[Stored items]
┄┄┄┄┄┄┄┄┄┄┄┄┄┄┄┄┄┄┄┄
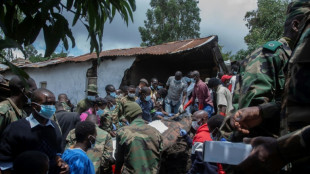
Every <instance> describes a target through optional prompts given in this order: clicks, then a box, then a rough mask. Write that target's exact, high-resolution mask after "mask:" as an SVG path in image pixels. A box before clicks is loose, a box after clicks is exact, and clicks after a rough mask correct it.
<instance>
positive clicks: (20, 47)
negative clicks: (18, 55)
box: [0, 37, 23, 51]
mask: <svg viewBox="0 0 310 174" xmlns="http://www.w3.org/2000/svg"><path fill="white" fill-rule="evenodd" d="M6 48H18V49H20V50H21V51H23V48H22V47H21V46H20V45H19V44H18V43H17V42H16V41H15V40H13V39H10V38H8V37H6V38H5V39H4V40H2V39H0V50H3V49H6Z"/></svg>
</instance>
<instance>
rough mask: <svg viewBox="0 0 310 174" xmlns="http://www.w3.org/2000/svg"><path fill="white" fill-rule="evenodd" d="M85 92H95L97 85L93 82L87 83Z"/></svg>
mask: <svg viewBox="0 0 310 174" xmlns="http://www.w3.org/2000/svg"><path fill="white" fill-rule="evenodd" d="M87 92H93V93H97V94H98V92H97V85H94V84H89V85H88V87H87Z"/></svg>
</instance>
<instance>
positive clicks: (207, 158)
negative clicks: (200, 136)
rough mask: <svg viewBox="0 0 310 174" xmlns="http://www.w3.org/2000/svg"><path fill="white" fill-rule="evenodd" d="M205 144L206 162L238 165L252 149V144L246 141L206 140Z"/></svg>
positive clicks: (204, 146) (203, 150)
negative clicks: (239, 141)
mask: <svg viewBox="0 0 310 174" xmlns="http://www.w3.org/2000/svg"><path fill="white" fill-rule="evenodd" d="M203 145H204V147H203V158H204V161H205V162H215V163H222V164H231V165H238V164H240V163H241V162H242V161H243V160H245V159H246V158H247V157H248V156H249V155H250V153H251V151H252V146H251V145H250V144H244V143H231V142H227V141H205V142H204V144H203Z"/></svg>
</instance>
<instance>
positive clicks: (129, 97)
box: [128, 93, 136, 98]
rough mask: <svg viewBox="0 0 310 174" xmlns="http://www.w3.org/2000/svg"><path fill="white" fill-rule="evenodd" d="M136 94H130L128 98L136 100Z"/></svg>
mask: <svg viewBox="0 0 310 174" xmlns="http://www.w3.org/2000/svg"><path fill="white" fill-rule="evenodd" d="M135 96H136V94H133V93H128V97H129V98H135Z"/></svg>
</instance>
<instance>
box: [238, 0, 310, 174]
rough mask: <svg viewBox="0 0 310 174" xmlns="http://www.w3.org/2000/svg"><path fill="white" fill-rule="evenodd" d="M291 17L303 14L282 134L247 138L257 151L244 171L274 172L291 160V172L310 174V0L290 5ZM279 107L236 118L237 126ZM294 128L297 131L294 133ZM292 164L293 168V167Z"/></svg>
mask: <svg viewBox="0 0 310 174" xmlns="http://www.w3.org/2000/svg"><path fill="white" fill-rule="evenodd" d="M289 7H290V8H289V15H288V17H287V18H288V19H289V18H293V17H295V16H300V17H303V20H302V22H301V23H300V24H299V37H298V42H297V44H296V49H295V50H294V52H293V54H292V57H291V58H290V60H289V63H288V75H287V79H286V85H285V96H284V99H283V101H282V112H283V113H284V116H283V117H282V118H281V123H282V124H281V126H282V128H283V131H282V135H284V134H286V133H289V134H286V135H284V136H282V137H280V138H278V139H274V138H268V137H258V138H253V139H245V142H247V143H251V144H252V146H253V147H254V149H255V150H254V151H253V152H252V153H251V155H250V156H249V157H248V158H247V159H246V160H245V161H244V162H242V163H241V164H240V165H239V169H240V170H241V171H242V172H243V173H254V172H255V173H275V172H276V171H278V170H280V169H281V168H282V167H283V166H284V165H286V164H288V163H291V165H289V167H287V168H288V173H309V171H310V169H309V162H310V150H309V149H310V126H309V125H310V115H309V114H310V110H309V104H310V92H309V91H310V90H309V87H310V70H309V67H310V59H309V55H310V1H309V0H298V1H295V2H293V3H291V4H290V6H289ZM277 110H279V106H278V105H269V106H268V107H262V108H260V109H259V110H258V111H255V112H253V111H254V110H253V109H252V112H251V113H250V112H249V111H247V112H248V113H246V114H243V115H242V116H241V118H239V119H237V118H235V121H237V122H235V126H236V127H237V128H238V129H239V130H240V131H244V130H246V129H247V128H249V127H252V126H255V125H257V124H259V123H261V122H262V121H263V120H264V119H266V116H267V117H268V116H270V115H272V114H274V113H275V111H277ZM293 131H294V132H293ZM290 166H291V168H290ZM238 172H239V173H240V171H238Z"/></svg>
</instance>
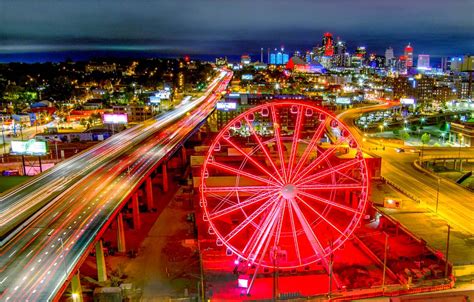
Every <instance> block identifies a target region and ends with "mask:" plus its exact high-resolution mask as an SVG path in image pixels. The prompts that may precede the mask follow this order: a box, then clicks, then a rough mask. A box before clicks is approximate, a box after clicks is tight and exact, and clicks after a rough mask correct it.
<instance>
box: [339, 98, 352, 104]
mask: <svg viewBox="0 0 474 302" xmlns="http://www.w3.org/2000/svg"><path fill="white" fill-rule="evenodd" d="M350 103H351V98H348V97H337V98H336V104H344V105H348V104H350Z"/></svg>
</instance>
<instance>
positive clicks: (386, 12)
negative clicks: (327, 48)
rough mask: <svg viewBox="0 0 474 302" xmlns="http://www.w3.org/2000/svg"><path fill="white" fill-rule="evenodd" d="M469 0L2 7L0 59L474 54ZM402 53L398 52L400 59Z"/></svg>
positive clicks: (42, 3)
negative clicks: (129, 49)
mask: <svg viewBox="0 0 474 302" xmlns="http://www.w3.org/2000/svg"><path fill="white" fill-rule="evenodd" d="M472 11H474V1H472V0H451V1H443V0H416V1H413V0H394V1H382V0H358V1H354V0H331V1H320V0H292V1H288V0H239V1H236V0H155V1H153V0H130V1H124V0H77V1H69V0H41V1H38V0H2V1H0V24H1V26H0V52H13V51H22V50H23V51H26V50H35V49H37V50H47V49H87V48H107V47H111V48H120V47H122V48H138V49H144V50H145V49H151V50H167V51H177V52H188V53H222V52H231V53H240V52H243V51H250V52H252V51H257V50H258V49H259V48H260V47H261V46H262V47H273V46H278V45H279V44H285V45H288V47H294V48H297V47H298V48H299V47H302V48H309V47H311V46H313V45H315V44H317V43H318V42H319V41H320V37H321V34H322V32H324V31H330V32H333V33H334V34H335V35H336V36H340V37H341V38H342V39H344V40H348V41H351V42H352V43H353V44H354V45H353V46H355V45H357V44H366V45H367V46H370V47H372V48H373V49H375V50H382V49H384V48H385V47H387V46H388V45H392V46H393V47H395V48H400V49H401V48H402V47H403V45H404V44H405V43H407V42H412V44H414V45H415V47H416V48H415V49H416V50H418V49H424V51H425V52H428V51H429V52H435V53H439V54H458V53H465V52H472V50H474V34H473V28H474V21H473V20H474V19H473V18H472ZM400 51H401V50H400Z"/></svg>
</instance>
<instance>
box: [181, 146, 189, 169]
mask: <svg viewBox="0 0 474 302" xmlns="http://www.w3.org/2000/svg"><path fill="white" fill-rule="evenodd" d="M181 160H182V161H183V166H186V163H187V162H188V158H187V155H186V148H185V147H184V145H183V146H182V147H181Z"/></svg>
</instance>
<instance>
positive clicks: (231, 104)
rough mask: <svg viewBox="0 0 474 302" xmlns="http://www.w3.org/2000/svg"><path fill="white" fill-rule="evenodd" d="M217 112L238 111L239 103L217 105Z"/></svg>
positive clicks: (218, 104) (227, 103)
mask: <svg viewBox="0 0 474 302" xmlns="http://www.w3.org/2000/svg"><path fill="white" fill-rule="evenodd" d="M216 108H217V110H226V111H227V110H235V109H237V103H217V105H216Z"/></svg>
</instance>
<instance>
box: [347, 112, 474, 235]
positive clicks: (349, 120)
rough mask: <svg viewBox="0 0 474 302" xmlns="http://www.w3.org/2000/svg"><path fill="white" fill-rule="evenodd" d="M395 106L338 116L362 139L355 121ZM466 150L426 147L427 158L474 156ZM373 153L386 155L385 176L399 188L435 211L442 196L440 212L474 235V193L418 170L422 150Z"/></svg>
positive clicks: (383, 151)
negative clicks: (363, 116)
mask: <svg viewBox="0 0 474 302" xmlns="http://www.w3.org/2000/svg"><path fill="white" fill-rule="evenodd" d="M393 106H394V105H392V104H391V103H386V104H380V105H373V106H368V107H361V108H354V109H350V110H347V111H345V112H343V113H341V114H340V115H339V116H338V117H339V118H340V119H342V120H343V121H344V122H345V123H346V124H347V125H348V126H349V129H350V131H351V132H352V133H353V135H355V136H356V137H357V138H359V139H361V138H363V134H362V132H361V131H360V130H359V129H358V128H357V127H356V126H355V123H354V120H355V119H356V118H357V117H358V116H360V115H361V114H362V113H365V112H369V111H377V110H386V109H388V108H390V107H393ZM378 144H379V143H378V142H377V141H372V140H367V141H366V142H364V143H363V147H365V148H368V147H370V146H378ZM410 149H411V148H410ZM462 149H463V150H462V151H461V150H460V149H459V148H439V147H436V148H424V151H423V160H424V159H425V158H434V157H450V158H458V159H466V158H470V157H472V150H473V149H472V148H462ZM371 152H373V153H375V154H377V155H378V156H381V157H382V158H383V163H382V176H383V177H384V178H385V179H387V180H388V181H389V182H390V183H393V184H394V185H396V187H398V188H401V189H402V190H403V192H404V193H407V194H408V195H410V196H417V199H418V200H417V201H418V202H420V203H422V204H424V205H425V206H426V207H427V208H429V209H431V210H433V212H434V211H435V208H436V200H437V199H438V198H439V210H438V212H437V213H438V215H439V216H440V217H442V218H443V219H445V220H446V221H447V222H448V223H449V224H450V225H451V226H453V227H455V228H456V229H457V230H462V231H464V232H465V233H467V234H468V236H473V235H474V224H473V223H472V217H473V215H474V204H473V203H472V202H469V201H470V200H472V192H470V191H468V190H466V189H464V188H460V187H459V186H458V185H456V184H454V183H452V182H450V181H444V180H441V181H440V182H439V183H438V181H437V179H435V178H433V177H426V175H425V174H423V173H422V172H421V171H419V170H417V169H416V168H415V167H414V165H413V163H414V162H415V160H418V159H419V155H418V152H417V153H412V152H405V153H397V152H395V151H394V150H393V148H387V149H386V151H371ZM438 191H439V196H438ZM437 196H438V198H437Z"/></svg>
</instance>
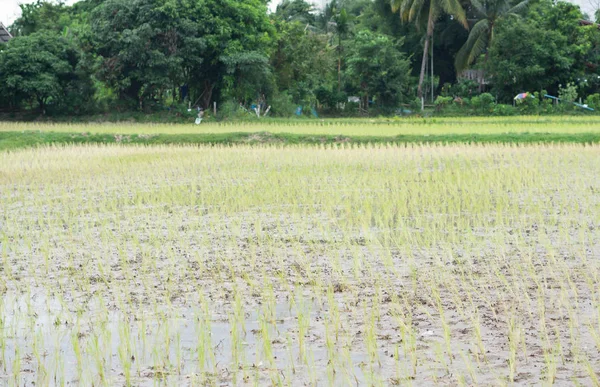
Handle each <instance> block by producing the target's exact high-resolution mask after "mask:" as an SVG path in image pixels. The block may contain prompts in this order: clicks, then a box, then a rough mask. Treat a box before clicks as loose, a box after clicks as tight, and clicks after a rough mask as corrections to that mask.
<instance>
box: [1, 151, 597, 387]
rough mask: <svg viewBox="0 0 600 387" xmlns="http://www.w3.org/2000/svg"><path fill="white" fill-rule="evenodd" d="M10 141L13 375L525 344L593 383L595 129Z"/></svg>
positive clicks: (448, 374) (391, 353)
mask: <svg viewBox="0 0 600 387" xmlns="http://www.w3.org/2000/svg"><path fill="white" fill-rule="evenodd" d="M0 158H1V159H2V160H1V161H2V163H0V165H1V167H0V168H2V175H1V176H2V177H1V179H2V180H1V181H0V183H1V188H0V189H1V190H2V191H1V194H2V195H1V200H2V208H3V209H4V211H3V212H2V218H1V219H0V221H1V222H2V235H1V237H0V240H1V241H2V248H1V249H0V251H2V262H3V265H2V268H3V270H2V271H3V275H4V276H3V281H4V284H5V286H6V288H7V289H8V290H9V291H10V292H11V293H12V294H15V292H16V294H17V295H18V297H15V298H10V297H9V298H6V299H3V301H2V304H0V305H2V308H3V316H8V315H11V314H12V312H13V311H15V310H18V309H19V308H20V306H19V305H20V304H22V303H23V302H24V303H25V308H23V309H24V312H22V313H15V314H13V315H14V317H13V318H12V319H0V321H3V323H2V324H3V325H2V327H3V329H2V335H0V336H1V340H2V341H0V347H2V346H4V347H3V349H2V355H3V356H5V357H6V360H4V358H3V361H2V365H3V366H4V371H3V372H5V373H6V375H11V376H10V377H11V378H12V380H13V382H15V384H17V383H20V382H21V381H23V380H27V379H24V378H26V377H27V373H26V372H24V366H23V362H28V361H30V360H29V356H30V355H31V358H32V359H35V362H36V363H37V366H36V367H37V368H36V369H35V371H34V373H35V374H36V376H37V377H38V378H40V379H38V380H40V381H44V380H54V381H65V380H69V379H71V380H79V381H86V382H89V383H95V384H104V385H110V384H114V383H115V382H116V381H122V382H123V383H124V384H126V385H132V384H136V383H137V382H139V381H140V380H144V379H146V378H151V379H154V380H156V381H158V382H160V383H165V384H177V383H182V381H184V380H196V381H198V382H202V383H208V384H212V383H217V381H218V380H219V379H224V380H228V379H227V376H226V375H225V370H233V371H232V372H231V373H232V376H231V378H232V380H233V381H234V383H236V384H237V383H256V384H261V383H268V384H275V385H291V384H293V380H295V379H296V378H301V379H302V380H306V381H308V382H309V383H315V384H317V383H319V382H324V381H327V383H329V384H331V385H336V384H338V383H347V384H348V383H359V384H360V383H368V384H374V385H378V384H385V383H387V382H388V381H393V380H395V381H398V382H401V383H410V382H412V381H413V380H414V381H415V383H422V382H425V381H431V380H434V381H438V382H442V381H443V380H448V379H450V380H451V382H452V383H464V384H469V383H477V382H483V383H485V382H486V381H487V382H490V380H491V381H492V382H498V381H505V382H509V381H516V380H518V378H519V377H520V376H519V375H520V370H521V369H522V368H523V367H527V368H528V369H531V366H530V365H528V364H526V363H527V362H534V363H535V364H537V365H543V367H540V368H539V369H543V372H541V371H540V373H539V374H535V376H534V378H537V379H535V380H544V381H546V382H548V383H553V382H556V381H557V380H562V379H560V378H563V379H564V378H565V377H566V376H565V375H561V374H560V372H559V368H560V367H558V364H559V363H560V364H562V366H563V367H571V368H570V369H571V370H578V371H583V372H585V373H586V377H585V379H584V380H586V381H592V382H593V380H595V379H594V378H595V375H594V374H593V372H590V370H592V371H593V370H594V369H595V366H596V364H597V362H598V358H597V356H596V355H595V354H594V353H593V352H591V351H590V350H589V348H586V347H585V345H584V344H583V343H582V342H583V341H584V340H585V337H587V336H584V335H590V337H596V336H594V335H597V334H598V333H597V332H600V315H598V312H597V310H598V291H597V289H598V287H597V285H598V275H597V274H596V273H598V271H597V269H598V265H597V263H596V262H595V261H594V260H593V259H590V257H592V256H593V254H594V252H593V250H592V249H593V246H594V245H595V244H596V243H597V241H598V233H597V229H598V220H599V219H598V211H597V209H598V206H599V203H598V201H597V199H596V197H595V195H594V192H595V189H596V187H597V181H596V180H595V167H596V166H597V165H598V161H599V160H598V152H597V148H596V147H575V146H531V147H521V146H463V145H457V146H447V147H439V146H424V145H414V146H408V147H395V146H388V145H381V146H361V147H346V146H341V147H326V146H324V147H308V148H307V147H296V148H285V149H284V148H277V147H242V148H227V147H213V148H199V149H196V148H187V147H174V148H171V147H157V148H151V149H149V148H140V147H109V146H97V147H96V146H93V147H92V146H87V147H67V148H53V147H50V148H41V149H37V150H26V151H19V152H15V153H11V154H2V155H1V156H0ZM38 263H41V264H38ZM23 283H25V284H27V285H26V287H23V285H22V284H23ZM24 289H25V290H26V291H24ZM36 295H40V297H42V298H44V299H46V303H51V304H52V305H50V304H48V305H47V307H46V308H40V306H39V305H38V303H37V302H36V301H35V298H36V297H37V296H36ZM18 299H21V300H24V301H19V300H18ZM50 300H51V301H50ZM590 303H591V305H592V306H593V313H592V314H588V313H587V311H586V309H585V308H587V305H589V304H590ZM281 305H284V306H283V308H282V307H281ZM282 310H283V311H282ZM549 311H551V313H549ZM36 314H37V316H36ZM40 314H41V315H42V316H41V319H42V320H43V319H47V318H50V319H53V320H54V322H55V323H52V324H50V325H49V326H47V325H44V326H45V327H47V328H46V330H45V331H39V330H37V328H36V324H37V323H40V321H42V320H40ZM286 319H287V320H286ZM557 321H567V324H566V325H565V324H562V325H559V323H557ZM181 324H183V325H181ZM223 324H225V325H226V327H227V328H226V329H227V331H226V333H225V334H219V329H218V327H220V326H223ZM185 326H191V327H193V328H192V330H191V331H190V330H188V329H186V328H185ZM461 326H462V327H464V328H461ZM561 326H562V327H566V328H567V329H565V330H564V331H563V330H561ZM596 327H599V328H596ZM583 328H587V329H585V330H584V329H583ZM594 329H597V330H594ZM525 331H528V332H530V333H531V336H530V337H529V338H528V337H526V335H525V334H524V332H525ZM190 332H193V334H191V335H190ZM383 332H391V333H387V334H383ZM586 332H591V333H586ZM65 333H66V336H64V337H66V338H68V340H69V345H68V347H69V348H70V349H68V352H65V351H67V350H65V349H63V346H62V345H61V342H62V341H61V340H62V339H61V337H63V335H64V334H65ZM44 335H48V336H49V337H45V336H44ZM215 335H216V336H215ZM15 340H22V341H24V343H25V345H24V346H19V345H15ZM498 342H503V343H504V344H503V345H498ZM186 343H187V344H186ZM45 351H46V352H48V353H49V354H50V355H49V356H46V357H44V356H41V355H40V354H41V353H44V352H45ZM386 351H387V353H388V354H389V355H386ZM566 353H573V354H576V356H575V357H567V356H566V355H565V354H566ZM323 354H324V355H323ZM530 354H536V355H535V357H534V358H533V359H532V358H531V356H529V355H530ZM61 355H66V356H61ZM61 358H62V359H66V360H63V361H62V363H61V360H60V359H61ZM9 359H10V360H9ZM7 360H8V361H7ZM7 363H9V364H7ZM5 364H6V365H5ZM73 371H74V372H73ZM573 372H574V371H573ZM286 374H287V376H286V377H285V378H284V376H283V375H286ZM450 375H453V376H450ZM490 375H491V376H490ZM187 377H189V378H191V379H187Z"/></svg>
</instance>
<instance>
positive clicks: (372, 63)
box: [347, 30, 411, 107]
mask: <svg viewBox="0 0 600 387" xmlns="http://www.w3.org/2000/svg"><path fill="white" fill-rule="evenodd" d="M401 45H402V41H400V42H398V43H396V42H394V41H392V40H391V39H389V38H388V37H387V36H384V35H380V34H374V33H372V32H370V31H367V30H364V31H360V32H359V33H358V34H357V35H356V37H355V40H354V45H353V49H352V51H351V53H350V55H349V56H348V59H347V65H348V78H349V82H351V83H352V84H353V85H355V87H356V88H357V89H358V90H360V93H361V95H362V96H363V97H364V98H365V99H367V98H369V97H374V99H375V101H376V103H377V105H378V106H380V107H396V106H397V104H398V103H400V102H401V101H402V100H403V99H404V98H405V96H407V95H408V93H409V90H410V86H411V81H410V63H409V61H408V60H407V59H406V57H405V55H404V54H403V53H402V52H401V51H400V49H399V47H401Z"/></svg>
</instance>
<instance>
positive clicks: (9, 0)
mask: <svg viewBox="0 0 600 387" xmlns="http://www.w3.org/2000/svg"><path fill="white" fill-rule="evenodd" d="M34 1H35V0H0V22H2V23H3V24H4V25H6V26H8V25H10V24H12V22H13V21H14V20H15V19H16V18H17V17H19V12H20V9H19V4H20V3H32V2H34ZM75 1H76V0H66V3H67V4H72V3H74V2H75ZM280 1H281V0H272V1H271V4H270V8H271V10H274V9H275V7H276V6H277V4H278V3H279V2H280ZM324 1H325V0H312V2H313V3H316V4H318V5H322V4H323V3H324ZM572 2H573V3H575V4H579V6H581V9H582V10H583V11H584V12H588V13H590V14H592V13H593V9H595V8H600V0H572ZM595 4H597V5H595Z"/></svg>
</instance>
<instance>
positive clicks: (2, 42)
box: [0, 23, 12, 43]
mask: <svg viewBox="0 0 600 387" xmlns="http://www.w3.org/2000/svg"><path fill="white" fill-rule="evenodd" d="M11 39H12V35H11V34H10V32H8V30H7V29H6V27H4V24H2V23H0V43H6V42H8V41H9V40H11Z"/></svg>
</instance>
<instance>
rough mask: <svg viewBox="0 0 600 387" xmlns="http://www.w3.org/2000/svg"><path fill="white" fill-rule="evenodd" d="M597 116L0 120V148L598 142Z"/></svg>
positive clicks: (598, 136)
mask: <svg viewBox="0 0 600 387" xmlns="http://www.w3.org/2000/svg"><path fill="white" fill-rule="evenodd" d="M598 122H599V120H598V119H595V118H590V117H587V118H586V117H580V118H576V117H570V118H566V117H557V118H540V117H523V118H520V119H517V118H485V119H484V118H461V119H447V118H446V119H429V120H424V119H398V120H385V119H378V120H313V121H308V120H299V121H289V120H288V121H286V120H265V121H262V122H237V123H207V124H204V123H203V124H202V125H193V124H188V125H181V124H179V125H157V124H130V123H125V124H118V123H117V124H31V123H1V122H0V150H12V149H18V148H24V147H34V146H40V145H44V144H45V145H49V144H111V143H121V144H145V145H168V144H171V145H173V144H179V145H182V144H188V145H191V144H199V145H201V144H213V145H214V144H246V145H247V144H265V143H266V144H279V145H291V144H314V145H323V144H342V143H353V144H368V143H370V144H375V143H382V144H386V143H396V144H399V143H515V144H525V143H540V144H541V143H579V144H593V143H600V130H598V129H597V128H598V127H599V126H598Z"/></svg>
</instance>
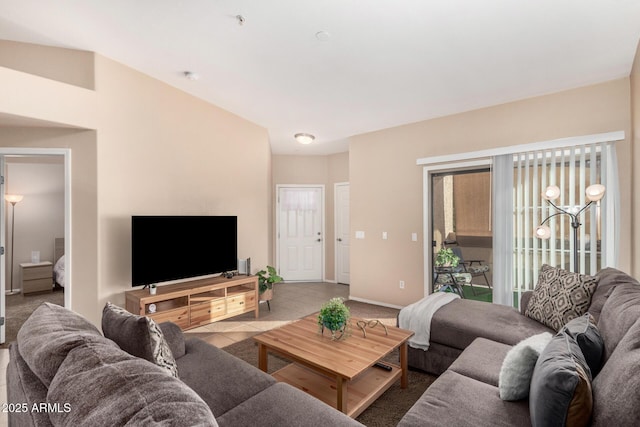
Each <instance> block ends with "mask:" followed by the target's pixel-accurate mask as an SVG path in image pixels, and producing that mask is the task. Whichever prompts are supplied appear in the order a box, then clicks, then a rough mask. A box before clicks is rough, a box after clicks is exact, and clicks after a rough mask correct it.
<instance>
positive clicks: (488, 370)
mask: <svg viewBox="0 0 640 427" xmlns="http://www.w3.org/2000/svg"><path fill="white" fill-rule="evenodd" d="M511 348H512V346H510V345H508V344H502V343H499V342H496V341H491V340H488V339H485V338H478V339H475V340H474V341H473V342H472V343H471V345H470V346H469V347H467V348H466V349H465V350H464V351H463V352H462V354H461V355H460V357H458V358H457V359H456V360H455V361H454V362H453V363H452V364H451V366H449V369H450V370H452V371H454V372H457V373H459V374H462V375H464V376H467V377H469V378H473V379H474V380H478V381H482V382H483V383H487V384H490V385H492V386H495V387H498V383H499V377H500V368H501V367H502V361H503V360H504V358H505V356H506V355H507V353H508V352H509V350H511ZM429 352H431V348H429Z"/></svg>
┄┄┄┄┄┄┄┄┄┄┄┄┄┄┄┄┄┄┄┄
Work required:
Look above for the line holding "positive clicks: (231, 104)", then set down exactly that line and every line after it up to and including the line holding "positive clicks: (383, 151)", with nothing else.

Solution for this task:
positive clicks: (231, 104)
rough mask: <svg viewBox="0 0 474 302" xmlns="http://www.w3.org/2000/svg"><path fill="white" fill-rule="evenodd" d="M217 112L238 111L239 103L217 105Z"/></svg>
positive clicks: (218, 104) (227, 103)
mask: <svg viewBox="0 0 474 302" xmlns="http://www.w3.org/2000/svg"><path fill="white" fill-rule="evenodd" d="M216 108H217V110H226V111H227V110H235V109H237V103H217V105H216Z"/></svg>
</instance>
<instance>
box: [347, 112, 474, 235]
positive clicks: (349, 120)
rough mask: <svg viewBox="0 0 474 302" xmlns="http://www.w3.org/2000/svg"><path fill="white" fill-rule="evenodd" d="M395 106L338 116L362 139L355 121ZM466 150L426 147L427 158L474 156ZM373 153L386 155L385 176L399 188L435 211L442 196L440 212L474 235V193L418 170L422 150Z"/></svg>
positive clicks: (383, 151)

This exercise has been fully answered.